▶ PROBLEM TO WORK ON: Copy the lines below word for word, starting at the line with "Where can the baby's head be found here?" and ending with the line with "[[125, 119]]", including both of those lines.

▶ DATA FOR THE TASK:
####

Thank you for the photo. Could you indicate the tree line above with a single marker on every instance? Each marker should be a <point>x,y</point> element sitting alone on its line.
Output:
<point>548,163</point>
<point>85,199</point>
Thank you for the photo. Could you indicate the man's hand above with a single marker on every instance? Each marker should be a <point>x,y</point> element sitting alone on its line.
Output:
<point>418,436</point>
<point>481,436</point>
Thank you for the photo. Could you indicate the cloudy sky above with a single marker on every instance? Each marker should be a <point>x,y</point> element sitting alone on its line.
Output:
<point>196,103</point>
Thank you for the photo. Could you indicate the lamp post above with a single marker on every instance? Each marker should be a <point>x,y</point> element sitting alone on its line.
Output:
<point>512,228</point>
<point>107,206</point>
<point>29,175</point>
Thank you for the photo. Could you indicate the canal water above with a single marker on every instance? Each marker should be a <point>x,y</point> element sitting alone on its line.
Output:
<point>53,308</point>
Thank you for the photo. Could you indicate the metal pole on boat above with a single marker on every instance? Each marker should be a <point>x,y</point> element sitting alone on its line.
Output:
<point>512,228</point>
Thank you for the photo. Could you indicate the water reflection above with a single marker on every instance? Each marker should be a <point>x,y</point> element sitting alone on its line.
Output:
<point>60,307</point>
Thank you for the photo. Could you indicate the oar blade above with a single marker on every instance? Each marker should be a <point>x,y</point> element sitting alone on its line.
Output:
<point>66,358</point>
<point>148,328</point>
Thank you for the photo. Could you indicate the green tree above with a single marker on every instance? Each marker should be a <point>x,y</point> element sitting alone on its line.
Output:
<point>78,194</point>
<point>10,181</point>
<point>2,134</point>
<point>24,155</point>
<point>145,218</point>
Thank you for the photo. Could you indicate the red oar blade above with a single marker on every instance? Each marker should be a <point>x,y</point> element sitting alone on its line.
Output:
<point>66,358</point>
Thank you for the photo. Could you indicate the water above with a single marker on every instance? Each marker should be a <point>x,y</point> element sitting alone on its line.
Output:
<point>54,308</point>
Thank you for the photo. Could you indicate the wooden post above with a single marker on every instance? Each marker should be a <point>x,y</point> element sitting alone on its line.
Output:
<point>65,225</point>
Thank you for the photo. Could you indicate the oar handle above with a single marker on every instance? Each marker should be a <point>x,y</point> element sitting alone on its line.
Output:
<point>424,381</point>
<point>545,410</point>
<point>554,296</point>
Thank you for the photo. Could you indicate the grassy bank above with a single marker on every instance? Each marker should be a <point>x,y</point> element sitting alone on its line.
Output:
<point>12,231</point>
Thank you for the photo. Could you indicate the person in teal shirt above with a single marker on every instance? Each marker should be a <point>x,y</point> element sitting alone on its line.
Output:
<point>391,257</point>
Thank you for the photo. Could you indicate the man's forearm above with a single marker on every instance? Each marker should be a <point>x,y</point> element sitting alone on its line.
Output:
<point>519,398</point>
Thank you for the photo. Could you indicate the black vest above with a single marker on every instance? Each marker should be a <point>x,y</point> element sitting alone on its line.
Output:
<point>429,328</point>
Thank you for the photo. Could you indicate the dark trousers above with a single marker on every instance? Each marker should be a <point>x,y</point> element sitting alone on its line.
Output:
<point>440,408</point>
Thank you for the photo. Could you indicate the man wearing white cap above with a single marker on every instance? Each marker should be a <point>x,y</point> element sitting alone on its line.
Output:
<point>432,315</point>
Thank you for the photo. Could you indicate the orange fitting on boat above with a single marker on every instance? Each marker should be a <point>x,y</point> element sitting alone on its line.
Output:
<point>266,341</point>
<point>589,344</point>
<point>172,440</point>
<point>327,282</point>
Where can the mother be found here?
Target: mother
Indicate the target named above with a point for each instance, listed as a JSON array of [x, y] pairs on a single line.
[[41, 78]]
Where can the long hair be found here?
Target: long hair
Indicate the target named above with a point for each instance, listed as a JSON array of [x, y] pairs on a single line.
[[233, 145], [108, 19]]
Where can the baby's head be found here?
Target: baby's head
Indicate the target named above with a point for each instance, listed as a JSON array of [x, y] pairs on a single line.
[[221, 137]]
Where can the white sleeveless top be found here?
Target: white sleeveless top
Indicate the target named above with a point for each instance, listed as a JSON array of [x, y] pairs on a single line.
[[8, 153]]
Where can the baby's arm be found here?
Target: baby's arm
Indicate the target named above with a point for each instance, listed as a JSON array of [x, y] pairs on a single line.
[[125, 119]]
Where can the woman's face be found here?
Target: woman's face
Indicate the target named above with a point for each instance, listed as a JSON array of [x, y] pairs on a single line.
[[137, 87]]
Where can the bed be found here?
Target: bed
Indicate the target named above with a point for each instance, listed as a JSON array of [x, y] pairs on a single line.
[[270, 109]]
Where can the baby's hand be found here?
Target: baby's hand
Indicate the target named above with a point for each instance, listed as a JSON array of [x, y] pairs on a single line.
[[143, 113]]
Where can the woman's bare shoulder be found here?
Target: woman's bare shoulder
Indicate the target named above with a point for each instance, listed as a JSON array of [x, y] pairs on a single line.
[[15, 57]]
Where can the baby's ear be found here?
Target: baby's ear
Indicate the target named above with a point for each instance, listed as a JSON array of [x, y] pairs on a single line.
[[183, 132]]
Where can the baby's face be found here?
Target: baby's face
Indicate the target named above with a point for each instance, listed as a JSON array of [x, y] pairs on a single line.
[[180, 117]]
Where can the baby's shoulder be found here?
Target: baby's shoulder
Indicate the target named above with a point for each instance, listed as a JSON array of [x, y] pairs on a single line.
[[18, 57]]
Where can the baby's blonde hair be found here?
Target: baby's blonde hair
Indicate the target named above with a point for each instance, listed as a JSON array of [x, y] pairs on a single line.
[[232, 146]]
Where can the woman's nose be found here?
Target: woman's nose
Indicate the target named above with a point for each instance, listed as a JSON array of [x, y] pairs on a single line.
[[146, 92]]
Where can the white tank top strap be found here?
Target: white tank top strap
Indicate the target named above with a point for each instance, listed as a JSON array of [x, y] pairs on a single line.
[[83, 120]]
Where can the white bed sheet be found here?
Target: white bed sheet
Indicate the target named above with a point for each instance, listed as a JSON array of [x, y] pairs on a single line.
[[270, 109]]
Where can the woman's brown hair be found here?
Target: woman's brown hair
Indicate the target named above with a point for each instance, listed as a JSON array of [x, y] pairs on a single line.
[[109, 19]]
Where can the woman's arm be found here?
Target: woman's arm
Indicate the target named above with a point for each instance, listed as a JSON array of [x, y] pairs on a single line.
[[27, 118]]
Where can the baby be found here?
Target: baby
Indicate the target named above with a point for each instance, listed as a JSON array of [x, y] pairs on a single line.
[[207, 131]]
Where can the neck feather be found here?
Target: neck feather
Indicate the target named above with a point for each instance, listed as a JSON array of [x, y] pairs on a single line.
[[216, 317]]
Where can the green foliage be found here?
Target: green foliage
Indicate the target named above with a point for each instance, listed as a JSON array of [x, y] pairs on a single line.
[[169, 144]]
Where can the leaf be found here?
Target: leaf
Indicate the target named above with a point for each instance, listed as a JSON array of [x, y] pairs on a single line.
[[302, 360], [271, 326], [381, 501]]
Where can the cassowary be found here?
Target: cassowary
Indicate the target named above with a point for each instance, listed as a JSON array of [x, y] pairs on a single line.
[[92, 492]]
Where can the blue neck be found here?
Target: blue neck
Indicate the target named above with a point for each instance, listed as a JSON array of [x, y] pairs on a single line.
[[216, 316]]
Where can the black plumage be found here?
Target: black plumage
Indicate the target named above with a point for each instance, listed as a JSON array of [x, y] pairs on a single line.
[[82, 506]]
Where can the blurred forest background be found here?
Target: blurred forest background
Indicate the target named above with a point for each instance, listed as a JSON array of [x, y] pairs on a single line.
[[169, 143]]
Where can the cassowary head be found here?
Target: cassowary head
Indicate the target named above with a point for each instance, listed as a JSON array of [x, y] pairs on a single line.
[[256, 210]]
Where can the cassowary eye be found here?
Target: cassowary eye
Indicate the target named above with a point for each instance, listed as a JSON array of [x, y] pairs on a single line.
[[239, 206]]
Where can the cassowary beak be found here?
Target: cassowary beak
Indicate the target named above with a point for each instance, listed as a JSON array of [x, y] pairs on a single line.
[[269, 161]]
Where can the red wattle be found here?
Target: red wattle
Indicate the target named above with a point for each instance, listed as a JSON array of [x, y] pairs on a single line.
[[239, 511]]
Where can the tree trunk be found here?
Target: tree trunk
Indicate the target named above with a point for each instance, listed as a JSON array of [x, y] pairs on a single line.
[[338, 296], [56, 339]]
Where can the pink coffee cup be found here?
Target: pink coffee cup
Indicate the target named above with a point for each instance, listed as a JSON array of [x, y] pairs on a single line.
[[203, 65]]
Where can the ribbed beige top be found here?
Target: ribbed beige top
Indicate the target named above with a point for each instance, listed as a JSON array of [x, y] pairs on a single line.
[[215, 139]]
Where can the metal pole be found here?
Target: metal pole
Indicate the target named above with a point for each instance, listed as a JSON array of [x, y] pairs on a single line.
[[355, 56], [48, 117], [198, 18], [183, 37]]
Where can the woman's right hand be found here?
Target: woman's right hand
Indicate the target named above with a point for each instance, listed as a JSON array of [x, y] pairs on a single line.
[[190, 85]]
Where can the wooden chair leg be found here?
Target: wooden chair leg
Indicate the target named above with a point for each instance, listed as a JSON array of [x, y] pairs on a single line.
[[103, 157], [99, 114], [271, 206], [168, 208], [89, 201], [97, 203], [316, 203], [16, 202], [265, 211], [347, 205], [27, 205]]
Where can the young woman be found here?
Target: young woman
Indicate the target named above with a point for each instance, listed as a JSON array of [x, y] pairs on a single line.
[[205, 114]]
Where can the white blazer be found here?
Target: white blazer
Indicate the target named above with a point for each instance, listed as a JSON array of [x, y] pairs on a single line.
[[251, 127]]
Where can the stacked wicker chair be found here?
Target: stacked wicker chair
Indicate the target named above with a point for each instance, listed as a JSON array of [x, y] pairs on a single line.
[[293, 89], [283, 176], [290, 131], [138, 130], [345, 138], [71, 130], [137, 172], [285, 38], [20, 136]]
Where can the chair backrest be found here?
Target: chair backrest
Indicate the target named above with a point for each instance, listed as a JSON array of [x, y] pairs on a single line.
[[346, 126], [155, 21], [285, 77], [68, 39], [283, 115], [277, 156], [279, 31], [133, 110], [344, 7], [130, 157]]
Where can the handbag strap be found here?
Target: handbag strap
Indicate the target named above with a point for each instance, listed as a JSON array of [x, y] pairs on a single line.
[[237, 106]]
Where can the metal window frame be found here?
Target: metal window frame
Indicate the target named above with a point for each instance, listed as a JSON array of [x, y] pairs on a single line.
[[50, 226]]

####

▶ CORRECT ANSWER:
Where can the baby's head be found here?
Target: baby's head
Indicate the target named above with a point for each instance, listed as a JSON array of [x, y] pairs on a single line.
[[221, 137]]
Where can the white sleeveless top be found here?
Target: white sleeveless top
Indicate the target named above with a point for each instance, listed as a JSON array of [x, y] pairs on a single line.
[[8, 153]]
Where can the baby's arm be found here?
Target: baby's arm
Indicate the target named above with a point for each instance, listed as a JSON array of [x, y] pairs on a single line.
[[125, 119]]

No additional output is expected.